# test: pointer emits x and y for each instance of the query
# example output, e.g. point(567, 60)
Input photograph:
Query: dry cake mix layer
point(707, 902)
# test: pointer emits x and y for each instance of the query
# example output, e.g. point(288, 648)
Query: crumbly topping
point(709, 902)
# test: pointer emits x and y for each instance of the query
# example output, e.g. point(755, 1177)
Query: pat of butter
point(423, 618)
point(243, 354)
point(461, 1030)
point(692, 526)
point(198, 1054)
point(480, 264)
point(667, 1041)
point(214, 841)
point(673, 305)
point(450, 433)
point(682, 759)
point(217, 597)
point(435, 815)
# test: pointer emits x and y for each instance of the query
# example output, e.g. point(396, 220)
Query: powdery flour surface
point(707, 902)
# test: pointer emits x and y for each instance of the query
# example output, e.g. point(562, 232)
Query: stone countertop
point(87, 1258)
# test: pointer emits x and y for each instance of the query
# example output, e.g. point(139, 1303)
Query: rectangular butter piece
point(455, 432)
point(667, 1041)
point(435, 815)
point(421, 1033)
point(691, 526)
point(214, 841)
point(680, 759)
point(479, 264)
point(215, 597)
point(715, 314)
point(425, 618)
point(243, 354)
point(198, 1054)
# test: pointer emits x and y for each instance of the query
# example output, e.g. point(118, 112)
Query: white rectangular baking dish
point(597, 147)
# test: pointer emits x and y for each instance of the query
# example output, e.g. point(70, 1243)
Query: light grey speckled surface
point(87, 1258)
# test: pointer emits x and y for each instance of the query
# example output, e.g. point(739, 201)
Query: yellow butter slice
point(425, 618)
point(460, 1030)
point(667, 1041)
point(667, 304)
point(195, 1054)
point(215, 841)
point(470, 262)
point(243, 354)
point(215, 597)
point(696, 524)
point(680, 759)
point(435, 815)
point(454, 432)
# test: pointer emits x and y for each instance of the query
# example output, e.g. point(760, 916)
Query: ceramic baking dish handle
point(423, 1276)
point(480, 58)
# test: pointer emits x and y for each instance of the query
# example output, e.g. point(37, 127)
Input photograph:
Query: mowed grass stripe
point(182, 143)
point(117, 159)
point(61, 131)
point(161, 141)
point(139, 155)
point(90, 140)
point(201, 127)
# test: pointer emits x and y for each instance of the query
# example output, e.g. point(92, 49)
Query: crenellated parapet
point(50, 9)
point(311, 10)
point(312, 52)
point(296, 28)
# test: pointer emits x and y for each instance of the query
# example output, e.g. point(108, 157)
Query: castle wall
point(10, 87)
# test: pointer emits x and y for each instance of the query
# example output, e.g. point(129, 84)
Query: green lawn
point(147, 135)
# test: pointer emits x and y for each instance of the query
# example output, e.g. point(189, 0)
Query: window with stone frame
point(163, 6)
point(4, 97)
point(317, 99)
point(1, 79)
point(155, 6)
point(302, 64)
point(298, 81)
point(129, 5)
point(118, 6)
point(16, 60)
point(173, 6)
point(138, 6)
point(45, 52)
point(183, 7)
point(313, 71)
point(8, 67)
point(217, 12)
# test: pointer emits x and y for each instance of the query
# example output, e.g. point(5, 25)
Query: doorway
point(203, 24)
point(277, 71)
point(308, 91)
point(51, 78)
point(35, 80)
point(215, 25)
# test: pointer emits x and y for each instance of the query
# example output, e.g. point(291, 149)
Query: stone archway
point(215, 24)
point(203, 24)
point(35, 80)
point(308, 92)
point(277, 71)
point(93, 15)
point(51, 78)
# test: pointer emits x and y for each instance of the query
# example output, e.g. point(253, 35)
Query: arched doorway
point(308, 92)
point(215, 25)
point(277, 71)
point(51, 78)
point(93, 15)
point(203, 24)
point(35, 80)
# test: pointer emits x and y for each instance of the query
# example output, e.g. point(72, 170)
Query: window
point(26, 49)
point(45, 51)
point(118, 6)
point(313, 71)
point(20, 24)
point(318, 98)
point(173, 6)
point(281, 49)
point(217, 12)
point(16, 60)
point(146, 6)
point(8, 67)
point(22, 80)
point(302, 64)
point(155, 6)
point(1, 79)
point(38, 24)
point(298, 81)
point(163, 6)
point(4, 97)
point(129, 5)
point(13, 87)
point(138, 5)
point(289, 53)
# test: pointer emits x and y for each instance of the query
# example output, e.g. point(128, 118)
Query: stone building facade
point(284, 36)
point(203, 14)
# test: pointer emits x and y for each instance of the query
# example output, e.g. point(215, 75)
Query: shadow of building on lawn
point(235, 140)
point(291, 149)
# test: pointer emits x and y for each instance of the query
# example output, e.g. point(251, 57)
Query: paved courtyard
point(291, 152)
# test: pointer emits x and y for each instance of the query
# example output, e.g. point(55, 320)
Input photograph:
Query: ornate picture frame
#####
### DIRECTIONS FOR THIS TASK:
Count the lines of the material above that contain the string "doorway", treating case as significant. Output only the number.

### ANSWER IN FULL:
2